To be done: Switch every "instance" to "occurrence" in the lines from the line with "Task: indicate the spiky" through the last line. Write those lines again with everything else unchanged.

Listed records:
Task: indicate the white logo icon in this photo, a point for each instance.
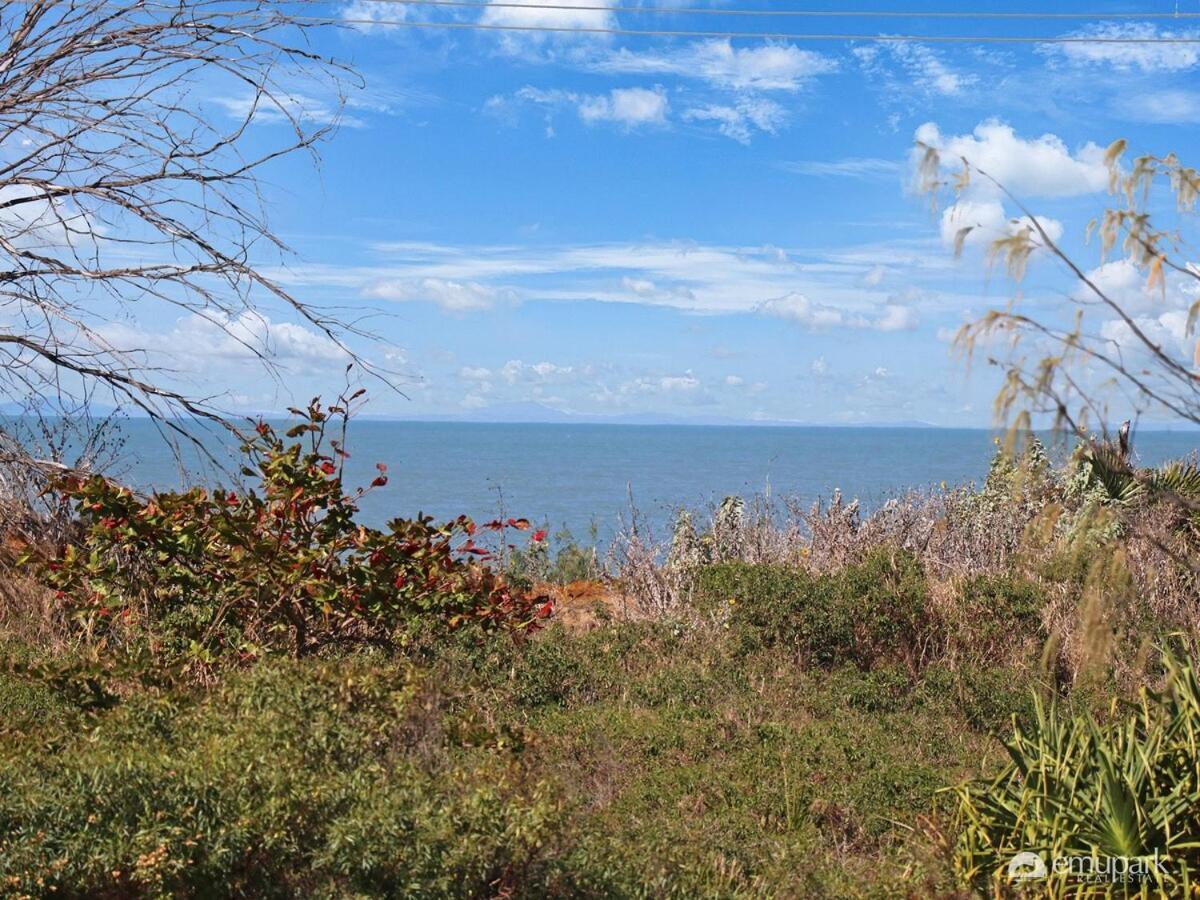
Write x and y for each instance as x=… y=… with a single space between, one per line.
x=1026 y=864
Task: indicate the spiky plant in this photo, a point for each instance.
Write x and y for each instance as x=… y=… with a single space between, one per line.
x=1077 y=789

Correct output:
Task: indicate the spiky plant in this photo, a point for each occurrence.
Write x and y for each occurrence as x=… y=… with a single space between, one per line.
x=1077 y=789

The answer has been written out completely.